> [PASSAGE]
════════════════

Tuesday, August 11, 2015

The Glorious Unfolding - and I don't mean the laundry

The summer days are ending and quite often (almost daily), in the heat of the day, we find ourselves once again on the playground after school trying to undo the wonderful, but kind of sedentary ways of long days at a desk for my 6 yr old.  Fairy houses and wild amounts of dirt and strangely cool August days that always tease of Autumn for a week or two and then go back to the swelter until Halloween. 

The children are getting bigger and we have, quite without my knowledge or realizing, have left the baby years behind.  Our decision to stop at three was a little sad, but understandable.  Forty is looming large and these babies have stressed my health and wellness to the limit.  I had hopes for more, perhaps an even four, but we agreed it was time for us to settle into what our family meant and concentrate on what we have, and who these little people are becoming. 

The up side of that is that our little guy, who is the age that each of our other children were unceremoniously usurped from the role of baby by a new baby, is gloriously 2 and I can see him, really see him, not pregnancy weary or sleep deprived or loving on a tiny new soft little one, while he has to become a "big boy".  My middle guy's 4 yr old brain is in full production, full of fantasy, adventure and instant backstory, no matter what we encounter.  He has ideas and plans and heaven help the fool who gets in his way.  I am reveling in his last year at home, setting aside my plans bigger for his and loving it.  My big girl is fully a school girl and it hurts less this time to see her love someone else as much as she loves us.  Letting kind and lovely people speak into her heart and mind are a painfully wonderful part of letting go of the before-school years home with me and watching her blossom.

════════════════

> [DO THIS] Quote the part of the blog post about the children growing up that begins with the words containing "The children are" and ends with "people are becoming.".

════════════════

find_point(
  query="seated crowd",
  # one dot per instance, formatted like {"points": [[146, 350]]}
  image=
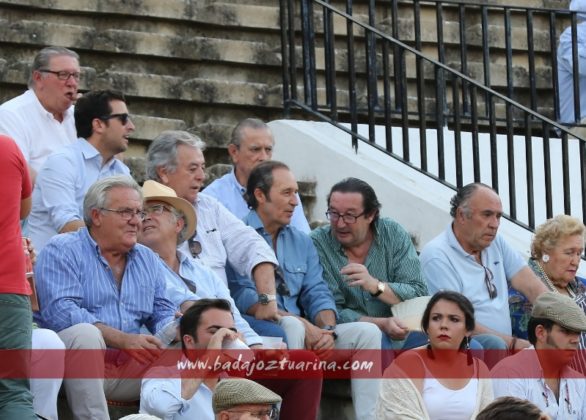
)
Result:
{"points": [[128, 273]]}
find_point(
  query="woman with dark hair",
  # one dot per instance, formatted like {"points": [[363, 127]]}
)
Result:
{"points": [[443, 380]]}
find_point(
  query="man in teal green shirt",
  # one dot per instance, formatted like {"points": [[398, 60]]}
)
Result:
{"points": [[369, 262]]}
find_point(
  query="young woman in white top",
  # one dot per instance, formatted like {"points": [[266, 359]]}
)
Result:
{"points": [[443, 380]]}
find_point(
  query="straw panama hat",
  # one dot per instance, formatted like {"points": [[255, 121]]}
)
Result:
{"points": [[154, 191], [233, 392], [560, 309]]}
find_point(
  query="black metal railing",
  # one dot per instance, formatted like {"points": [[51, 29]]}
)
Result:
{"points": [[342, 66]]}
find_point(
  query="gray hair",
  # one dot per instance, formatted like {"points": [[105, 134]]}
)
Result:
{"points": [[463, 196], [252, 123], [97, 195], [163, 151], [43, 57]]}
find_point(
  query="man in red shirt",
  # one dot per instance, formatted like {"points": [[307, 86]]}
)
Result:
{"points": [[15, 310]]}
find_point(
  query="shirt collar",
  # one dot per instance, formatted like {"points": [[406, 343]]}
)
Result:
{"points": [[66, 115], [454, 243]]}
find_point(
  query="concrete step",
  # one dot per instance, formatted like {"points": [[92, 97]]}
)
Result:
{"points": [[214, 13], [139, 42]]}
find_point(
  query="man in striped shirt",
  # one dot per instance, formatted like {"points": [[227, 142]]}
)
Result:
{"points": [[97, 287]]}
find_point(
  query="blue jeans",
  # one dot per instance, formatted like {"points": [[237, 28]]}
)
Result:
{"points": [[16, 401], [266, 328]]}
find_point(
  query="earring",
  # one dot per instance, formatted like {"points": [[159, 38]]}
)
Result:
{"points": [[469, 358]]}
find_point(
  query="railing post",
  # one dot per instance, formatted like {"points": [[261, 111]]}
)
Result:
{"points": [[285, 59], [309, 74]]}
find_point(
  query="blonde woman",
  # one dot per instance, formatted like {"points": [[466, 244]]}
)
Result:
{"points": [[556, 250]]}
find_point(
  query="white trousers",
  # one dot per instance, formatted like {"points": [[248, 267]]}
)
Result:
{"points": [[351, 336], [46, 390]]}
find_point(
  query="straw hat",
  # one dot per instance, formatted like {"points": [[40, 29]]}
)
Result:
{"points": [[560, 309], [233, 392], [154, 191]]}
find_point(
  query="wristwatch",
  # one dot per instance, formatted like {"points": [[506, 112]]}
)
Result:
{"points": [[331, 328], [264, 299], [380, 288]]}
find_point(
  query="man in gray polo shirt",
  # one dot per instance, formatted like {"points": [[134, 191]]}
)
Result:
{"points": [[471, 258]]}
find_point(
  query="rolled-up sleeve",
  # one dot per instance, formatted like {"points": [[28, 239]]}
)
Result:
{"points": [[57, 184], [59, 288]]}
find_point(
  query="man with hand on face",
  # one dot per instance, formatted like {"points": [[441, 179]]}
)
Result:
{"points": [[41, 119], [207, 325], [175, 159], [369, 262], [97, 287], [302, 293], [469, 257], [251, 143], [103, 127], [541, 373]]}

════════════════

> [WRITTEN REPLY]
The children are getting bigger and we have, quite without my knowledge or realizing, have left the baby years behind.  Our decision to stop at three was a little sad, but understandable.  Forty is looming large and these babies have stressed my health and wellness to the limit.  I had hopes for more, perhaps an even four, but we agreed it was time for us to settle into what our family meant and concentrate on what we have, and who these little people are becoming.